* **Task goal**: How many lines in the records below contain the string "near"? Reply with the number alone.

* **Exercise input**:
>> start

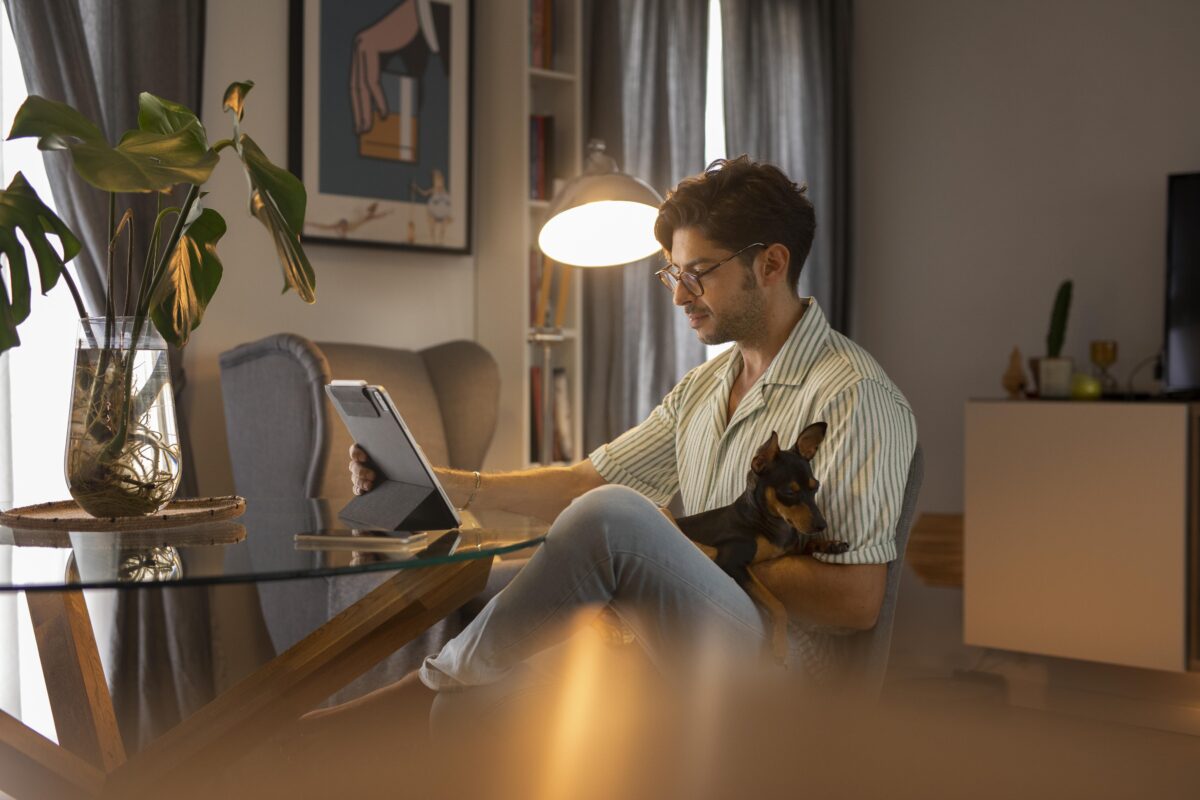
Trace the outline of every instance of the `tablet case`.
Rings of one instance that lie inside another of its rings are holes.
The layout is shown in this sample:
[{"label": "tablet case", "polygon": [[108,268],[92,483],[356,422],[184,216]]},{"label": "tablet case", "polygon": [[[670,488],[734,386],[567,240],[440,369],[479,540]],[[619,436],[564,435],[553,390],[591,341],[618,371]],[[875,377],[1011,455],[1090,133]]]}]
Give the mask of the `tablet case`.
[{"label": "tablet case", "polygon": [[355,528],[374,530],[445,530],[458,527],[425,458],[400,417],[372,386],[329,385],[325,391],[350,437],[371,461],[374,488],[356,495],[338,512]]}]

>> end
>> start

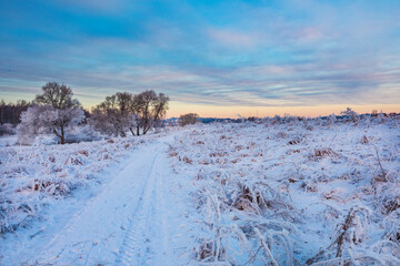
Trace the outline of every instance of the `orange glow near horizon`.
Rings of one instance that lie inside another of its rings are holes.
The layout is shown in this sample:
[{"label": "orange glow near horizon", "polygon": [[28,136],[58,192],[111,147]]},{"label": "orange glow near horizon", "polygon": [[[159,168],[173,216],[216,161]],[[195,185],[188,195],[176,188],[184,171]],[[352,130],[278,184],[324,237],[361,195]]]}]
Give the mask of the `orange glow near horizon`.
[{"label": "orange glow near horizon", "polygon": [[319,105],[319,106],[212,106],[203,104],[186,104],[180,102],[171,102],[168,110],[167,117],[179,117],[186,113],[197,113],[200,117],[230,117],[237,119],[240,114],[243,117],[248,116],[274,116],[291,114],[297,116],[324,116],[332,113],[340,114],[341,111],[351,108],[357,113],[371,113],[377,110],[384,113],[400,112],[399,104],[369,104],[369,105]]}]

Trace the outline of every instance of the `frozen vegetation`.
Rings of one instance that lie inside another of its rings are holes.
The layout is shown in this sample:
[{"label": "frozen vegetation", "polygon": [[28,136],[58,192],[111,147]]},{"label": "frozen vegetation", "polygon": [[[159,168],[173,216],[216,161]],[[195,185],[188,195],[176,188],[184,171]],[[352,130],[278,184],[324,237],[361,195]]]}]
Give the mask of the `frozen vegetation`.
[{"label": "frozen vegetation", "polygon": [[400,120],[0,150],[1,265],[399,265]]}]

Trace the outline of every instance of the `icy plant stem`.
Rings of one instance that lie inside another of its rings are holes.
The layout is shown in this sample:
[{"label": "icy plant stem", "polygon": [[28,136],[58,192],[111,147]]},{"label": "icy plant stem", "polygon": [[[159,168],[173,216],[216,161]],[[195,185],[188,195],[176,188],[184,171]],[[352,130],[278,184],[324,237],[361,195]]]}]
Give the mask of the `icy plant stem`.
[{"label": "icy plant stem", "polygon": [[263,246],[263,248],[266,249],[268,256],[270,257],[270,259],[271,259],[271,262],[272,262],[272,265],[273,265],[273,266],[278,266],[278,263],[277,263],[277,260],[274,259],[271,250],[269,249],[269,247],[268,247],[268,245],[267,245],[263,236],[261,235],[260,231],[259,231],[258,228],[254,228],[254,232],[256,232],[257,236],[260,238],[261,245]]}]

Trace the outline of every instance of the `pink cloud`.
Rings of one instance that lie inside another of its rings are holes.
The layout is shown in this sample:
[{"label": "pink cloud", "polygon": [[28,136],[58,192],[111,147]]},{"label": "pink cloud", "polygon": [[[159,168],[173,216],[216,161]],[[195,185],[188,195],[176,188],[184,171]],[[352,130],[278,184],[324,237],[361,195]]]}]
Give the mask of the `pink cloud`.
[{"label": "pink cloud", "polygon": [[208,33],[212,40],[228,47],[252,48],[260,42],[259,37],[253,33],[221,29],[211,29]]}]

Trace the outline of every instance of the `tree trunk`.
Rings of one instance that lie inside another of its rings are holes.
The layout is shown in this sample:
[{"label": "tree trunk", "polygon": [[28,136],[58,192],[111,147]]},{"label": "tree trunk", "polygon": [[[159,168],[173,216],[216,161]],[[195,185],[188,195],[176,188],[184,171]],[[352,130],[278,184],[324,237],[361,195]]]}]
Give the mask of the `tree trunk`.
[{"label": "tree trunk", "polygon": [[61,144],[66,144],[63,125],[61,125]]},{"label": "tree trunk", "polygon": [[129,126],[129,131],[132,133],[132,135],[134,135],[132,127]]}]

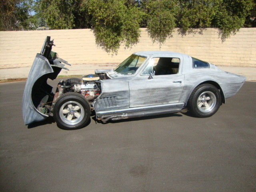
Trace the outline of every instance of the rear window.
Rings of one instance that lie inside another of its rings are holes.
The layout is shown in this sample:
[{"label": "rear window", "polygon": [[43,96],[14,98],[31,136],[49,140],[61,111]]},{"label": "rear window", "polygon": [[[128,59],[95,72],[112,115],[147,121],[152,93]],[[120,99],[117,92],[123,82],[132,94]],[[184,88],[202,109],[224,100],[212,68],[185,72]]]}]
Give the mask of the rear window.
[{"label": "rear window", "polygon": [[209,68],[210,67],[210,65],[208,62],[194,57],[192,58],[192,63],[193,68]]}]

>> end

* **Exercise solution**: 4